**EXERCISE AIM**
In the records below, locate the line containing "Find the thumbs", then output that line and all later lines exactly, through the last one.
(begin)
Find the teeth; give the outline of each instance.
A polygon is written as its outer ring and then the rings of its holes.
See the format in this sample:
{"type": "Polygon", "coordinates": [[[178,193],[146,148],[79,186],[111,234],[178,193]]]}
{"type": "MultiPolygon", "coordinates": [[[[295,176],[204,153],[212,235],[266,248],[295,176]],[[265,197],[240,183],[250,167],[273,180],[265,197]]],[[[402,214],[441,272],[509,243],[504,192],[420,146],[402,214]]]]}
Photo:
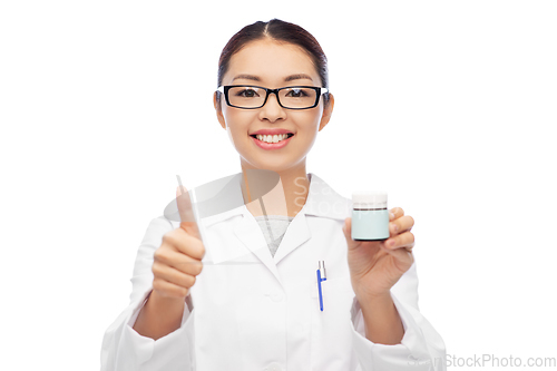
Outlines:
{"type": "Polygon", "coordinates": [[[287,134],[281,134],[281,135],[256,135],[256,138],[260,139],[261,141],[266,141],[266,143],[278,143],[281,140],[284,140],[289,137],[287,134]]]}

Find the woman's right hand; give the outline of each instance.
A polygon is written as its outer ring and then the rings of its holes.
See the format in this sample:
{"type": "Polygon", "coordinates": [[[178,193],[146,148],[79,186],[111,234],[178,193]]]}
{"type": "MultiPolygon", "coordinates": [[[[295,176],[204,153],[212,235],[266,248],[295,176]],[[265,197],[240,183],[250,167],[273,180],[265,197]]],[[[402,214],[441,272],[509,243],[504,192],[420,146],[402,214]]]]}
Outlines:
{"type": "Polygon", "coordinates": [[[205,246],[185,187],[176,188],[176,202],[180,225],[166,233],[160,247],[155,251],[153,294],[184,300],[202,272],[205,246]]]}

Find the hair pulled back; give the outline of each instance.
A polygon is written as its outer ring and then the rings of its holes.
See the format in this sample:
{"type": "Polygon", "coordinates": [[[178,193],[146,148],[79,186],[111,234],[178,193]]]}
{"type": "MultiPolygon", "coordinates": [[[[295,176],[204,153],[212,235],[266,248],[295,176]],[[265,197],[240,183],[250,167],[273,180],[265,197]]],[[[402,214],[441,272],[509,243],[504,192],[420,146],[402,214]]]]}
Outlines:
{"type": "MultiPolygon", "coordinates": [[[[218,60],[217,87],[223,84],[223,77],[228,70],[232,56],[238,52],[251,41],[265,38],[302,47],[311,57],[315,70],[321,78],[322,87],[329,88],[326,57],[317,40],[302,27],[276,18],[270,20],[268,22],[257,21],[255,23],[247,25],[228,40],[221,52],[221,58],[218,60]]],[[[217,101],[221,105],[219,91],[217,91],[217,101]]],[[[323,101],[325,106],[329,105],[328,92],[323,95],[323,101]]]]}

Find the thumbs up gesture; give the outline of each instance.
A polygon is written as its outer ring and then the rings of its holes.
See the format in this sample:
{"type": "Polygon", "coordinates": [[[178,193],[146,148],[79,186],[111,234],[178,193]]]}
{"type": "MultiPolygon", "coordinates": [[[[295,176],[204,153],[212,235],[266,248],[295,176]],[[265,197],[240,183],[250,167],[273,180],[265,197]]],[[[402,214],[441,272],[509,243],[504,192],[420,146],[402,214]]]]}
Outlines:
{"type": "Polygon", "coordinates": [[[153,262],[153,294],[184,300],[202,272],[205,255],[192,198],[184,186],[176,188],[180,225],[163,236],[153,262]]]}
(end)
**WORKED SOLUTION**
Find the thumbs up gesture; give the outline of each instance.
A polygon is written as its outer ring and then the rings of its holes.
See the format in this sample:
{"type": "Polygon", "coordinates": [[[178,193],[146,148],[79,186],[111,234],[178,193]]]}
{"type": "MultiPolygon", "coordinates": [[[[295,176],[204,153],[212,235],[266,248],[295,176]],[[265,197],[240,183],[250,167],[273,180],[265,197]]],[[[402,214],[441,272],[509,243],[504,192],[420,146],[402,214]]]]}
Outlines:
{"type": "Polygon", "coordinates": [[[153,262],[153,294],[184,300],[202,272],[205,255],[192,198],[184,186],[176,188],[180,225],[163,236],[153,262]]]}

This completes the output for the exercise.